> _WHAT THE TASK ASKS_
Copy every line of the rows below without changing anything.

> _SUPPLIED INFORMATION_
........
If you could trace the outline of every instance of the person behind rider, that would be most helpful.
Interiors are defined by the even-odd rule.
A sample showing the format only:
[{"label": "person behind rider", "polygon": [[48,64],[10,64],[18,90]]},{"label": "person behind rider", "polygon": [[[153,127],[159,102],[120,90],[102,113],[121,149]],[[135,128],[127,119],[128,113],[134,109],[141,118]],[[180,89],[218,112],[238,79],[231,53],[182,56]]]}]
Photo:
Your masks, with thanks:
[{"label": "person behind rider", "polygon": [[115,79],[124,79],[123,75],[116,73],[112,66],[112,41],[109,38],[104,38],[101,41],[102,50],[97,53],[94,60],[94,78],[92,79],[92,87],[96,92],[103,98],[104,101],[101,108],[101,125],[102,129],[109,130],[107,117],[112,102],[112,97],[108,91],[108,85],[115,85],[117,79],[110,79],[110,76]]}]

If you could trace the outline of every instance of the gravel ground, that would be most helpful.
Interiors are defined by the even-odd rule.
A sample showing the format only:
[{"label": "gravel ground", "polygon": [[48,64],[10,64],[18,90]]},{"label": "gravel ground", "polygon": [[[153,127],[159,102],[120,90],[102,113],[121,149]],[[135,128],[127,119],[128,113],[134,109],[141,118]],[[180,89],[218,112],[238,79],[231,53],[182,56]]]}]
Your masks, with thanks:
........
> _OUTPUT OF THE TASK_
If you could trace the outline of every instance of the person behind rider, that would be most helpful.
Interiors are defined by the even-odd rule.
A sample showing the format only:
[{"label": "person behind rider", "polygon": [[48,64],[10,64],[18,90]]},{"label": "person behind rider", "polygon": [[[153,127],[159,102],[120,90],[102,113],[121,149]],[[135,128],[127,119],[128,113],[134,109],[141,118]],[[180,89],[218,112],[238,79],[231,53],[182,56]]]}]
Photo:
Your masks, with thanks:
[{"label": "person behind rider", "polygon": [[115,79],[124,79],[123,75],[116,73],[112,66],[112,41],[109,38],[104,38],[101,41],[102,50],[97,53],[94,60],[94,78],[92,79],[92,87],[96,92],[103,98],[104,101],[101,108],[101,125],[102,129],[109,130],[107,117],[112,102],[112,97],[108,91],[108,85],[115,85],[117,79],[110,79],[110,76]]}]

If you could trace the outline of every instance of the gravel ground, that would be most helpful.
Interiors are defined by the even-odd rule.
A sample showing the format only:
[{"label": "gravel ground", "polygon": [[48,64],[10,64],[18,90]]},{"label": "gravel ground", "polygon": [[[153,127],[159,102],[120,90],[102,113],[121,149]],[[135,128],[127,119],[128,113],[134,109],[141,118]],[[180,89],[218,112],[238,79],[231,53],[182,56]]]}]
Your masks, with thanks:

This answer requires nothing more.